## [SUPPLIED INFORMATION]
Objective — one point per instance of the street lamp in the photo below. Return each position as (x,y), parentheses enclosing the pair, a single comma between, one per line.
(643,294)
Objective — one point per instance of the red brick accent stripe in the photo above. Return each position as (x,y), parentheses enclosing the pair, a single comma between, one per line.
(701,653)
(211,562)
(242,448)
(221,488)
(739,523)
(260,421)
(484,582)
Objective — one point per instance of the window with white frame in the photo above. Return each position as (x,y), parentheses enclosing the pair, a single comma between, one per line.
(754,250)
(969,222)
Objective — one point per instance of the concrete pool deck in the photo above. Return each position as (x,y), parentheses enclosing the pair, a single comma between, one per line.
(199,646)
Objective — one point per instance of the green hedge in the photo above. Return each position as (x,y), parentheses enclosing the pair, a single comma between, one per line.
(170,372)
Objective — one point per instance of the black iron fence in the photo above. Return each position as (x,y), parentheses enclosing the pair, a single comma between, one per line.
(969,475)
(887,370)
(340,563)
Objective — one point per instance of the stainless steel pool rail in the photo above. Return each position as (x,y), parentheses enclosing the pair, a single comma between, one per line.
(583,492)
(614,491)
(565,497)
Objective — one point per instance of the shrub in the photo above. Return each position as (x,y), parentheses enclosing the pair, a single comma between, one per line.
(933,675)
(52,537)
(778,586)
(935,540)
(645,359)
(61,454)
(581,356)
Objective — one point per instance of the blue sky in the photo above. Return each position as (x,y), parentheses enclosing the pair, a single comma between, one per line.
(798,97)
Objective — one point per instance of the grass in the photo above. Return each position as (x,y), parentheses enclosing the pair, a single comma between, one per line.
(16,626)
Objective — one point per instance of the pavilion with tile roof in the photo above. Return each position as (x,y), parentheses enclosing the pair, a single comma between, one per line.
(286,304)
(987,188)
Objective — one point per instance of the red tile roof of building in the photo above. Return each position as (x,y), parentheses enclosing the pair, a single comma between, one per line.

## [WHAT IS BEING ASKED]
Revise the stretch of rows from the one containing "Objective — one point per instance of the grass" through the end of the rows, replacing "Objective" with "Target" and leaving everything else unchanged.

## [OUTPUT BELOW]
Target — one point per instance of the grass in the photo above. Return each position as (x,y), parentheses enclosing the pair, a single comma between, one per line.
(16,626)
Target — one point per instance of the pavilion with tile roof in the photo above. Return each position as (x,y), parentheses enclosing the pair, a single comma between, one per line.
(286,304)
(987,188)
Target — one point per instance of the red tile roof of building in the photo above. Return each position as (x,y), parentheses enclosing the pair, a single comma between, one per line.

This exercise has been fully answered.